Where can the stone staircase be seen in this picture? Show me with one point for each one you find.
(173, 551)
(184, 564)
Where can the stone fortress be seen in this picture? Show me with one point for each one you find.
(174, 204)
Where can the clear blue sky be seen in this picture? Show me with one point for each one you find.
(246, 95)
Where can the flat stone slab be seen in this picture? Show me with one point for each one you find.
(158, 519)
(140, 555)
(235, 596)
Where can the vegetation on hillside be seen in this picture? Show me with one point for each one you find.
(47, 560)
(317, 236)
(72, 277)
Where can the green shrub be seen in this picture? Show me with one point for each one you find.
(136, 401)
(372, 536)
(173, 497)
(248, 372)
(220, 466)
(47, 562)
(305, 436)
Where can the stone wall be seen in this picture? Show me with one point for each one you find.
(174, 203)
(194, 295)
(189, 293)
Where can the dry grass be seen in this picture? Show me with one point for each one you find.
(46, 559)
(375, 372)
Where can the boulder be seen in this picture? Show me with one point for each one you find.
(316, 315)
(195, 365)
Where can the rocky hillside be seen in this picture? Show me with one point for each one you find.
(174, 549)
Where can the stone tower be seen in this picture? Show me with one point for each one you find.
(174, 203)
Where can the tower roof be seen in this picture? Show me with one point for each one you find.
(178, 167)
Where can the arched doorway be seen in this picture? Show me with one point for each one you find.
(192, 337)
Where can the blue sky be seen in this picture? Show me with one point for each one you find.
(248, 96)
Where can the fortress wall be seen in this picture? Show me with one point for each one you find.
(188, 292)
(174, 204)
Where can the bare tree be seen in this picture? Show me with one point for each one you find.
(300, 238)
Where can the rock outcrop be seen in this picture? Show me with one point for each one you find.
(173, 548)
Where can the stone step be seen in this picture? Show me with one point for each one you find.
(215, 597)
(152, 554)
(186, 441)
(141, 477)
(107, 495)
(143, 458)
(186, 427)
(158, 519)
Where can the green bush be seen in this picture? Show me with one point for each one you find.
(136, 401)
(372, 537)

What to work on: Reproduce the whole listing above word for word, keeping every line unchanged.

Response to this task:
Where can the stone staircase be seen in this picture? Show me with one point for each one you find.
(173, 551)
(184, 564)
Where can the stone fortress be seen in this picture? Show me with one point for each one you find.
(174, 204)
Where can the clear blue sky be seen in this picture? Show me with one point for each one you find.
(246, 95)
Where can the flat stone slab be seen in this picture? Show me with one point for each one you find.
(158, 519)
(140, 555)
(235, 596)
Where can the vegetation on hillside be seen in this picture? Show me with one point for each one you find.
(47, 560)
(317, 236)
(72, 277)
Where can the green shrub be seen in this picture? Show me with one point for each one you find.
(136, 401)
(372, 536)
(173, 497)
(248, 372)
(220, 466)
(47, 562)
(305, 436)
Where can the stone wall be seen in this picture? Show me with one point for each one you find.
(174, 203)
(194, 295)
(189, 293)
Where can the dry grass be seen in this picture? Show me with one point for each one you find.
(46, 559)
(375, 372)
Where can the boulder be seen in this picture? Show me with one point for each one you find.
(316, 315)
(195, 365)
Where can the rocky hillside be seen in this picture? Show me with one point for each one you find.
(174, 549)
Where can the stone tower be seen in this picture? Show me with one point for each one you find.
(174, 203)
Where can the tower roof be seen in this picture? Show me with one point for each one you find.
(178, 167)
Where can the arched doorway be seen in this picture? Show me with one point for each one you find.
(192, 337)
Where can the blue sky be seen in this picture? Show me with one point for each one you find.
(248, 96)
Where can the fortress wall be seen in this picture? Show me with one point for each one you find.
(188, 292)
(174, 204)
Where can the bare tree be seen in this picture? Show me with one point for each one you find.
(300, 238)
Where can the rock outcrop be seen in this picture? Show me with one point for each one you find.
(173, 548)
Where can the stone step be seen in this picture? Show me with one point for each one you find.
(215, 597)
(152, 554)
(186, 441)
(141, 477)
(107, 495)
(143, 458)
(186, 427)
(158, 519)
Where can the green bush be seen in this picture? Show me with one point for each one you find.
(136, 401)
(372, 537)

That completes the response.